TASK INSTRUCTIONS: Pick out every line of the items below that contains the word "vest" and copy each one. Match case exactly.

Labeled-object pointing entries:
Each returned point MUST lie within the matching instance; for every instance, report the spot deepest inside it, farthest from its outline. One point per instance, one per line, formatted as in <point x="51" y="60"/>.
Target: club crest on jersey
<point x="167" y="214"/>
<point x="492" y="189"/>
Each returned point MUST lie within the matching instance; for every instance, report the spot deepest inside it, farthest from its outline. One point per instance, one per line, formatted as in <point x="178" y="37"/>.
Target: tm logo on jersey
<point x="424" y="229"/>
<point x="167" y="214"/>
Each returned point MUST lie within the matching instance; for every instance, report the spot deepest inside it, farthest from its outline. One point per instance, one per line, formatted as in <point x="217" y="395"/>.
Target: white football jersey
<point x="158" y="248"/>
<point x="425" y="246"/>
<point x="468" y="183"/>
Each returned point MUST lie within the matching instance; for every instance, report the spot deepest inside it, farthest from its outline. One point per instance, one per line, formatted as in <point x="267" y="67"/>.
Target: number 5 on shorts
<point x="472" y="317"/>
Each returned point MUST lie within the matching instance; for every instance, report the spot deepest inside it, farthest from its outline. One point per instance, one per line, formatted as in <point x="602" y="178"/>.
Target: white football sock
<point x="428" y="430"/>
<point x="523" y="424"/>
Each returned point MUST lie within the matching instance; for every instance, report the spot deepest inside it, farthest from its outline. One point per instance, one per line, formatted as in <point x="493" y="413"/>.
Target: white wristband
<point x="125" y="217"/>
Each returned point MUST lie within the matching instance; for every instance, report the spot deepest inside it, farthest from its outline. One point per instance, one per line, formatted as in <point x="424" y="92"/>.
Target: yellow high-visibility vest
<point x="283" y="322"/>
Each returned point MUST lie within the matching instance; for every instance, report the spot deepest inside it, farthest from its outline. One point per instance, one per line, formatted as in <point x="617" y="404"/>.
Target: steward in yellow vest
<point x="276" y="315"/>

FULL SOLUTION:
Target: yellow high-visibility vest
Target: steward in yellow vest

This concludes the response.